- **Records for this task**
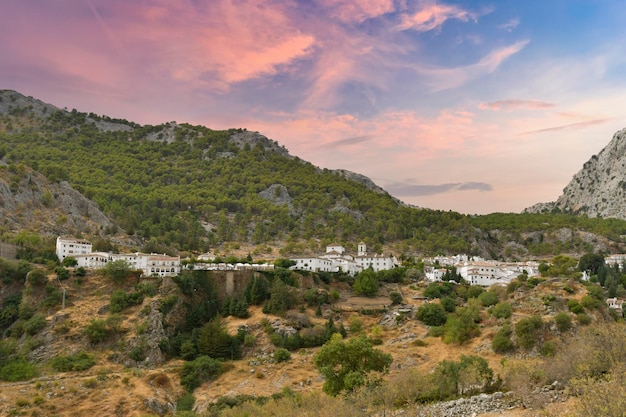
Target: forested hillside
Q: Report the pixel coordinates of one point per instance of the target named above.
(192, 188)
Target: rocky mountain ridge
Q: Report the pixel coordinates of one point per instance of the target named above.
(599, 188)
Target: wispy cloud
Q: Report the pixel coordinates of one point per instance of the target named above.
(407, 189)
(441, 78)
(357, 11)
(510, 25)
(432, 16)
(515, 104)
(571, 126)
(349, 141)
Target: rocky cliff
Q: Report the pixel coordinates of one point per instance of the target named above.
(28, 201)
(599, 188)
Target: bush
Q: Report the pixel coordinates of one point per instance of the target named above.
(78, 362)
(590, 302)
(432, 314)
(448, 304)
(282, 355)
(548, 348)
(575, 307)
(563, 322)
(501, 342)
(396, 297)
(18, 370)
(185, 403)
(35, 324)
(37, 277)
(584, 319)
(526, 331)
(488, 298)
(356, 324)
(118, 301)
(200, 370)
(501, 310)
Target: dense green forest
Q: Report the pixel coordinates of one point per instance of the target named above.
(192, 188)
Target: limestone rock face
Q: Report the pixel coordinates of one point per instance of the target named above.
(599, 188)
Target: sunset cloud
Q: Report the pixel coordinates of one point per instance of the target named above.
(409, 189)
(432, 16)
(508, 105)
(572, 126)
(437, 90)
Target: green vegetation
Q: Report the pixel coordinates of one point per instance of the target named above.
(78, 362)
(432, 314)
(201, 369)
(346, 365)
(161, 182)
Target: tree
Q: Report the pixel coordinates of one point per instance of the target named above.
(591, 262)
(526, 330)
(346, 365)
(502, 342)
(432, 314)
(396, 297)
(69, 261)
(117, 271)
(214, 341)
(366, 283)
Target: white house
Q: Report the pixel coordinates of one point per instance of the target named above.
(152, 264)
(335, 259)
(72, 247)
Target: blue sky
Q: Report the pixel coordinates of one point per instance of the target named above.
(469, 106)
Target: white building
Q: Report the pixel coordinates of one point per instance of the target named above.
(152, 264)
(335, 259)
(72, 247)
(616, 259)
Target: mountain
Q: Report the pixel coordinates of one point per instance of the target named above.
(177, 187)
(599, 188)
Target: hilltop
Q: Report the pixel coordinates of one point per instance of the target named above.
(178, 188)
(125, 383)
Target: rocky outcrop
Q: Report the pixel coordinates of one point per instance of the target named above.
(29, 201)
(599, 188)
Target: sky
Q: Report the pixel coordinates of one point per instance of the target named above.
(472, 106)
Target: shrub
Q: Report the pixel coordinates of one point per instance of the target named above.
(501, 310)
(35, 324)
(356, 324)
(186, 402)
(18, 370)
(97, 331)
(590, 302)
(488, 298)
(501, 342)
(526, 331)
(37, 277)
(448, 304)
(282, 355)
(396, 297)
(118, 301)
(548, 348)
(432, 314)
(563, 322)
(200, 370)
(575, 307)
(78, 362)
(584, 319)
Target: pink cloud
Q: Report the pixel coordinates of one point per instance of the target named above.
(508, 105)
(572, 126)
(444, 78)
(357, 11)
(432, 16)
(510, 25)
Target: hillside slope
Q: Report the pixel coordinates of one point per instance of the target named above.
(182, 188)
(599, 188)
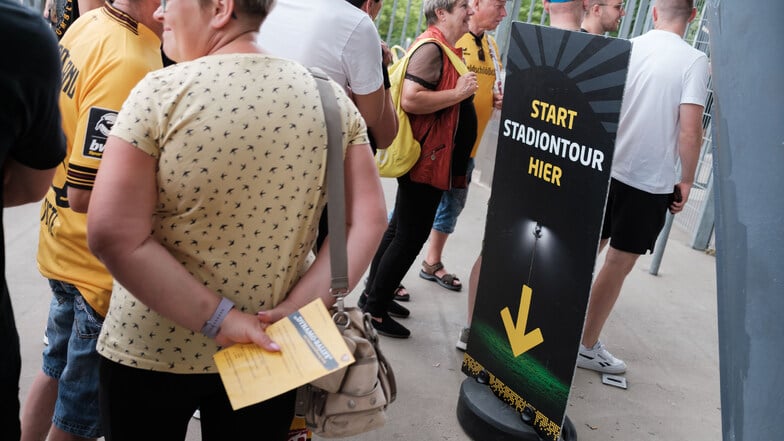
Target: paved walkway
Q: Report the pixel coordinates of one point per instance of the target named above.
(663, 326)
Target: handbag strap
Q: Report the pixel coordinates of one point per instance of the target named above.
(336, 214)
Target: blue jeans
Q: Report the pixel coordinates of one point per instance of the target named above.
(70, 358)
(452, 204)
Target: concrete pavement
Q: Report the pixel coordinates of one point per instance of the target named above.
(663, 326)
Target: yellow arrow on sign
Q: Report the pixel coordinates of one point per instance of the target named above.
(519, 340)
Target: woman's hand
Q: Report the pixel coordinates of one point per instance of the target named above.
(239, 327)
(467, 85)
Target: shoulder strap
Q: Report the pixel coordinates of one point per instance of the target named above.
(336, 214)
(456, 61)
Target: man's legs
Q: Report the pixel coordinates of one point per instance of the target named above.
(604, 293)
(39, 407)
(473, 285)
(10, 368)
(63, 400)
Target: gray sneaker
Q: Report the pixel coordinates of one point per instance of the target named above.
(462, 341)
(599, 359)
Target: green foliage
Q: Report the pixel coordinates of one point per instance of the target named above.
(407, 20)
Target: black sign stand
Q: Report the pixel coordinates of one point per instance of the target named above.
(483, 416)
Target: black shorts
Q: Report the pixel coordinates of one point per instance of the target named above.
(633, 218)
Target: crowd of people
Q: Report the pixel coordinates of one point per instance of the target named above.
(225, 150)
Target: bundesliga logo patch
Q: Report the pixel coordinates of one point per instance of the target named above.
(99, 125)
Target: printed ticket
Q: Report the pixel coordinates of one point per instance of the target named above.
(311, 347)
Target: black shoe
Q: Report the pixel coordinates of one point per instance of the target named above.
(362, 301)
(395, 308)
(390, 328)
(398, 310)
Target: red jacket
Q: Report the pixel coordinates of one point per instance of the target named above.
(436, 131)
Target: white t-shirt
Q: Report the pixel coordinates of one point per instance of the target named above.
(664, 72)
(334, 35)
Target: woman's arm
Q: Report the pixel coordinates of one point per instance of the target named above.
(119, 234)
(23, 185)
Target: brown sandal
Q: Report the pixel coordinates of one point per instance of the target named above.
(428, 272)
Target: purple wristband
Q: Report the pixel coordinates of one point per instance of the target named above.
(212, 326)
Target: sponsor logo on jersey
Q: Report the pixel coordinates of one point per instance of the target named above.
(99, 125)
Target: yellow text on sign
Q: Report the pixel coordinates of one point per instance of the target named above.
(521, 341)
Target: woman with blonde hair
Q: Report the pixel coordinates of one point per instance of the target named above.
(205, 210)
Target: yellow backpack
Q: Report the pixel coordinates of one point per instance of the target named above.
(397, 159)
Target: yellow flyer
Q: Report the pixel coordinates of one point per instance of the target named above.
(311, 347)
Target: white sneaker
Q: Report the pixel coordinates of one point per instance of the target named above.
(599, 359)
(462, 341)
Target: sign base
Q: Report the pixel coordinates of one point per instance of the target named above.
(483, 416)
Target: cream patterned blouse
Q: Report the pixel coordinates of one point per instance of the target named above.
(241, 147)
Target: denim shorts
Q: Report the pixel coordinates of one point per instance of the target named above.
(452, 203)
(72, 328)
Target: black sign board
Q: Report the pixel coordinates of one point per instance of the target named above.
(562, 100)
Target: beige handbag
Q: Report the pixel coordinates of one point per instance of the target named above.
(354, 399)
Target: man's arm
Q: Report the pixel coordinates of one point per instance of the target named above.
(386, 129)
(689, 144)
(371, 106)
(23, 185)
(78, 199)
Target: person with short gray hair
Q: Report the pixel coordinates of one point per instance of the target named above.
(602, 16)
(660, 123)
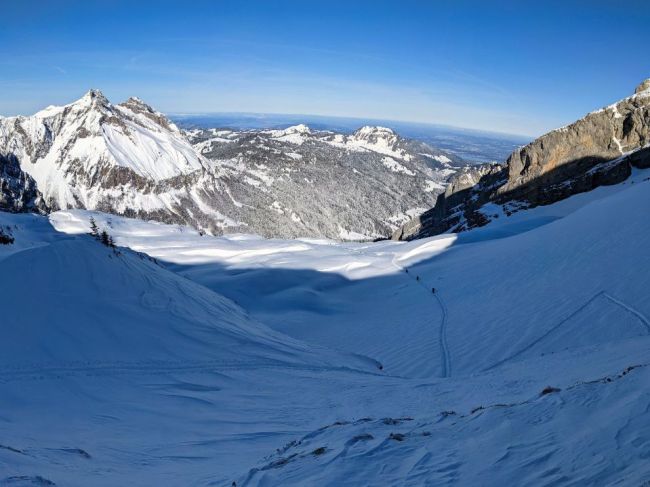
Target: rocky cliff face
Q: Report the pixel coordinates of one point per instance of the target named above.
(299, 182)
(598, 149)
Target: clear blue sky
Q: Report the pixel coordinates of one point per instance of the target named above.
(520, 67)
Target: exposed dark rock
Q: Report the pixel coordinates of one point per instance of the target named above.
(18, 191)
(599, 149)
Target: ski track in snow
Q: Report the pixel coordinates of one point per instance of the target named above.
(566, 319)
(444, 348)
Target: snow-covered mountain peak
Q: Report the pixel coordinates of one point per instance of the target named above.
(643, 87)
(90, 151)
(298, 129)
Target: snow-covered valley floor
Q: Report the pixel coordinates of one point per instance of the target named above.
(194, 360)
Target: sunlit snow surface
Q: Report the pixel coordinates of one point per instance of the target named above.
(312, 362)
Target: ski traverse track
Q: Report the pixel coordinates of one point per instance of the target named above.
(642, 318)
(111, 369)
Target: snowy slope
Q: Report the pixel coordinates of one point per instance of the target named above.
(299, 182)
(555, 297)
(129, 159)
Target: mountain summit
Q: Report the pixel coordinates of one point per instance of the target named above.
(599, 149)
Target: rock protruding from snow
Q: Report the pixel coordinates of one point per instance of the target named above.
(300, 182)
(644, 86)
(18, 191)
(588, 153)
(129, 159)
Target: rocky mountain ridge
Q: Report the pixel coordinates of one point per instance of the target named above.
(129, 159)
(599, 149)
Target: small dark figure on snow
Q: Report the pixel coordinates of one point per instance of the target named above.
(104, 238)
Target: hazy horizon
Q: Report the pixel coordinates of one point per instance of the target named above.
(506, 67)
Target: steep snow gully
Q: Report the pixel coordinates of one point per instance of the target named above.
(196, 360)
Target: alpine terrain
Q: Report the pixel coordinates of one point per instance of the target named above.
(129, 159)
(600, 149)
(142, 353)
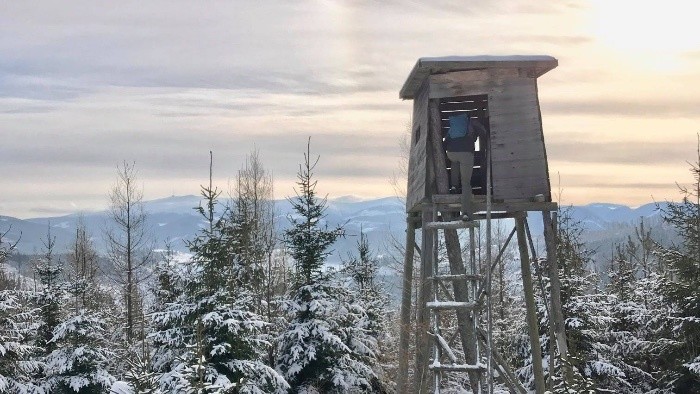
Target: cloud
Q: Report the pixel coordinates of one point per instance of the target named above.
(630, 107)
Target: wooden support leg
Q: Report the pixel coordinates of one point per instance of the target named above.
(555, 291)
(465, 321)
(405, 323)
(533, 329)
(423, 344)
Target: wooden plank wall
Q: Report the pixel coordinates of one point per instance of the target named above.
(417, 190)
(519, 159)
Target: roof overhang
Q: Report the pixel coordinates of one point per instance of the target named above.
(426, 66)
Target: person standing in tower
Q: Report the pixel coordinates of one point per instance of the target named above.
(459, 146)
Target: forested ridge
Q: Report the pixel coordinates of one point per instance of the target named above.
(251, 310)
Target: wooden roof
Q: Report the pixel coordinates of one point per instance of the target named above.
(440, 65)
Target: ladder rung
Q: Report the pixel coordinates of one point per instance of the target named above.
(457, 367)
(455, 224)
(450, 305)
(456, 277)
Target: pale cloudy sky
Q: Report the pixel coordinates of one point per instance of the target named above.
(85, 85)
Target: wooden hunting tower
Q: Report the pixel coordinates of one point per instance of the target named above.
(501, 91)
(510, 178)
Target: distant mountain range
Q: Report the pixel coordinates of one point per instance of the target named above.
(174, 219)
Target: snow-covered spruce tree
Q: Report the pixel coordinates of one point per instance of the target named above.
(207, 338)
(369, 334)
(18, 369)
(633, 310)
(313, 351)
(586, 318)
(50, 297)
(17, 325)
(680, 340)
(78, 349)
(79, 362)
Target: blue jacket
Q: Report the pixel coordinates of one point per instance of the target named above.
(463, 133)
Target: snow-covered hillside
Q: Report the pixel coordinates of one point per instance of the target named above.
(175, 220)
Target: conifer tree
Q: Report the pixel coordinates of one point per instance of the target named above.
(74, 333)
(369, 333)
(313, 351)
(680, 339)
(17, 328)
(50, 296)
(208, 337)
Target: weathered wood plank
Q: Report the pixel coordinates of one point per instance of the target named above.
(533, 150)
(467, 83)
(452, 200)
(405, 332)
(520, 188)
(418, 172)
(527, 168)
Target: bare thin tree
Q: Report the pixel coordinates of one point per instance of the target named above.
(129, 242)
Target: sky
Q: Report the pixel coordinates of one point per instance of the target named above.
(86, 85)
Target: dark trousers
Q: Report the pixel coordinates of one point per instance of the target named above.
(462, 174)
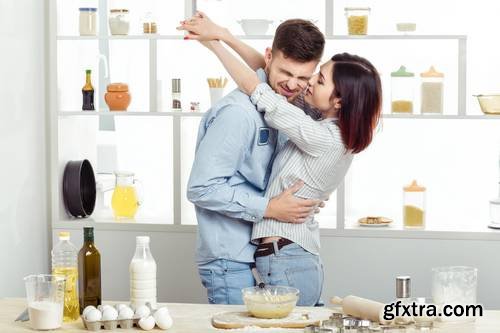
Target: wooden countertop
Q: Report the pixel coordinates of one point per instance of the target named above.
(194, 318)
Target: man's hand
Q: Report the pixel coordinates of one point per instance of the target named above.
(288, 208)
(201, 28)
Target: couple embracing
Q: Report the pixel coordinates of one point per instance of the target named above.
(271, 152)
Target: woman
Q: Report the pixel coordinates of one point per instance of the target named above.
(346, 93)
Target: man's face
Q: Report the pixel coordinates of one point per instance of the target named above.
(286, 76)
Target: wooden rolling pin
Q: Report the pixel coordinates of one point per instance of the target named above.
(362, 308)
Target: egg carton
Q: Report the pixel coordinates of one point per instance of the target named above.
(110, 324)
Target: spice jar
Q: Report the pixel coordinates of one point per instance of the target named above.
(432, 91)
(414, 206)
(149, 25)
(402, 89)
(117, 97)
(88, 21)
(357, 20)
(119, 22)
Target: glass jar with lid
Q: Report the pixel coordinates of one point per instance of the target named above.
(432, 91)
(119, 21)
(357, 20)
(88, 21)
(402, 91)
(414, 206)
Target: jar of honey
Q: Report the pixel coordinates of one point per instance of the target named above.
(414, 206)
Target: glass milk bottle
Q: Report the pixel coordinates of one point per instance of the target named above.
(402, 91)
(432, 91)
(414, 206)
(142, 274)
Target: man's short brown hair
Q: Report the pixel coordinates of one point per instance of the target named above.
(300, 40)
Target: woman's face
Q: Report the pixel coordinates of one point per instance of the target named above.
(319, 92)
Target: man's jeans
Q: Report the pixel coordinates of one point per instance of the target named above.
(295, 267)
(224, 280)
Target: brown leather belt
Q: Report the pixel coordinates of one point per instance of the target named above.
(266, 249)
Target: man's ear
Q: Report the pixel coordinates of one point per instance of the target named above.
(268, 56)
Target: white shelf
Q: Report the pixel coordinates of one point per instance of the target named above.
(480, 232)
(268, 37)
(200, 114)
(128, 114)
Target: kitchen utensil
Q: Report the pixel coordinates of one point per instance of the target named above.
(296, 319)
(79, 188)
(117, 97)
(454, 285)
(45, 297)
(253, 27)
(361, 308)
(270, 302)
(490, 104)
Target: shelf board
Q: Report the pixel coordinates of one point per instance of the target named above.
(269, 37)
(129, 114)
(200, 114)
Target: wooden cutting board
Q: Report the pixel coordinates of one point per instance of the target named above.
(299, 318)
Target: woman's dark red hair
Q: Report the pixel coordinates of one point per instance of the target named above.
(357, 84)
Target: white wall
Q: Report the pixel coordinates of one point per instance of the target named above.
(24, 233)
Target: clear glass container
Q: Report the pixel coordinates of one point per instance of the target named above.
(414, 206)
(454, 285)
(402, 91)
(357, 20)
(125, 199)
(88, 21)
(431, 89)
(119, 21)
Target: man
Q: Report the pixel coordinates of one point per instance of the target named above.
(233, 161)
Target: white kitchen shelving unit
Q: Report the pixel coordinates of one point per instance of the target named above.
(158, 224)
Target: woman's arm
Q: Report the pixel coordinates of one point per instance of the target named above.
(245, 78)
(200, 27)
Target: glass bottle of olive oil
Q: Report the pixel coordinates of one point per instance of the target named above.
(88, 93)
(89, 271)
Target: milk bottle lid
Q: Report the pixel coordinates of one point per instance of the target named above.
(142, 239)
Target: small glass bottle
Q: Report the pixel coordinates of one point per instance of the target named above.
(432, 91)
(176, 95)
(403, 295)
(357, 20)
(88, 93)
(414, 206)
(402, 91)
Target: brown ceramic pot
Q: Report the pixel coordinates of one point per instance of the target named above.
(117, 97)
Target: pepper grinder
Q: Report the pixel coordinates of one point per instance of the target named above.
(403, 295)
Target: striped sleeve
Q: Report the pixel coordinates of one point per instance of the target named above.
(310, 136)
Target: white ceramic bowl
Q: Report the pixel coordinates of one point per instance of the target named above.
(253, 27)
(270, 302)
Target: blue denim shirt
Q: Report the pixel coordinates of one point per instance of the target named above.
(231, 169)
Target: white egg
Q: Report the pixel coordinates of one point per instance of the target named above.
(93, 315)
(109, 313)
(142, 311)
(147, 323)
(126, 313)
(120, 306)
(164, 321)
(87, 309)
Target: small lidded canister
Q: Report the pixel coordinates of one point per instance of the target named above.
(414, 206)
(432, 91)
(402, 91)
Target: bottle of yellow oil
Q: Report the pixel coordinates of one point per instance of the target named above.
(65, 264)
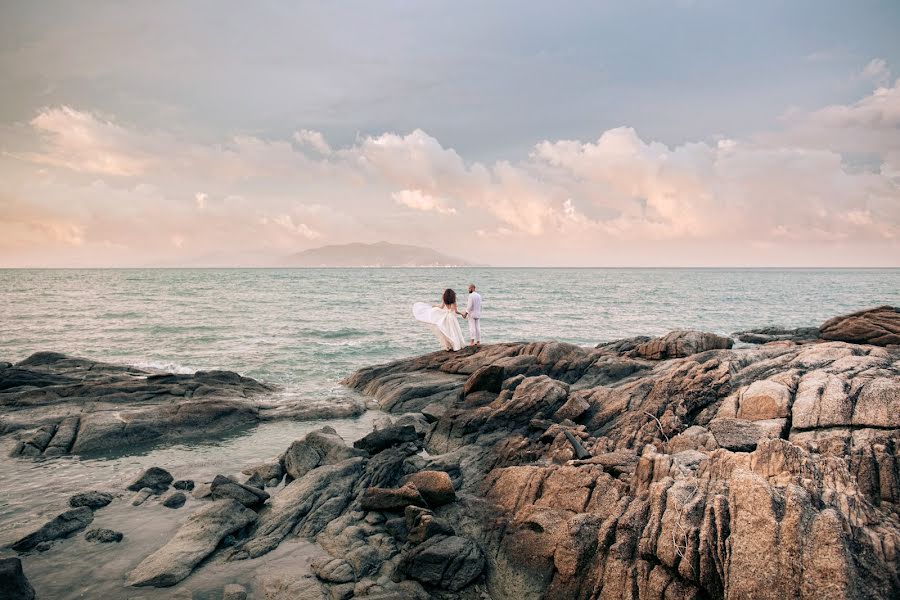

- **Written problem**
Pick out each line in the material above that contains the word "logo" and copy those lines in full.

- **Written response**
Target: bundesliga logo patch
Target: sponsor logo on jersey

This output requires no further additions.